Given the records below, would you repeat exactly the lines that begin at the one containing "positive clicks: (558, 156)" and end at the one containing "negative clicks: (528, 99)", inclusive?

Excerpted records section start

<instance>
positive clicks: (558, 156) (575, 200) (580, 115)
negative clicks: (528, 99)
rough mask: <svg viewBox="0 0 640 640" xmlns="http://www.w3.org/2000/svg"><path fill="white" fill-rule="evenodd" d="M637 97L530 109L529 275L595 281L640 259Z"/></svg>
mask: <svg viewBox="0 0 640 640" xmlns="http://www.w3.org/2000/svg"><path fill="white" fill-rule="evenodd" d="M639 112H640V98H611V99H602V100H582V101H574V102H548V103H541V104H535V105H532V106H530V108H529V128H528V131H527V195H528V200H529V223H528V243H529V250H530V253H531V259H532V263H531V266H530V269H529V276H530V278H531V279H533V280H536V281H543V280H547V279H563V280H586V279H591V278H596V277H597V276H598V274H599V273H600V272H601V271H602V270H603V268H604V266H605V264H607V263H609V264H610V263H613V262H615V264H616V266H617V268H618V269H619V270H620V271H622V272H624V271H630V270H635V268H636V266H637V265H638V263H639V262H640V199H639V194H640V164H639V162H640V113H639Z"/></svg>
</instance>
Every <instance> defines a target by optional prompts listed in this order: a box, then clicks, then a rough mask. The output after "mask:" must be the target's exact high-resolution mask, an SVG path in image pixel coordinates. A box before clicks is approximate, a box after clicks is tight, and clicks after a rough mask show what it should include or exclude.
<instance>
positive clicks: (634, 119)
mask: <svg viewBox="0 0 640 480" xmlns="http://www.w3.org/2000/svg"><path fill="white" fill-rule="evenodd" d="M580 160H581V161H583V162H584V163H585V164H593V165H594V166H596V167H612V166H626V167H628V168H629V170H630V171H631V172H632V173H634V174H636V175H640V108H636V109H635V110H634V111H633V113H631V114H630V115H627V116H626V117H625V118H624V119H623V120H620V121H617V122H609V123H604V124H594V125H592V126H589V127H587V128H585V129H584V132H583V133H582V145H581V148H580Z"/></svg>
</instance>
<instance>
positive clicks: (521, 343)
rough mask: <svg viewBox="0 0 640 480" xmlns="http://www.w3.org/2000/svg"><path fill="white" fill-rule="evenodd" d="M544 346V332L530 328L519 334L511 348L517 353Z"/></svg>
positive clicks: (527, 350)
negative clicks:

Excerpted records section end

Answer for this exercise:
positive clicks: (558, 156) (575, 200) (580, 115)
negative clicks: (528, 99)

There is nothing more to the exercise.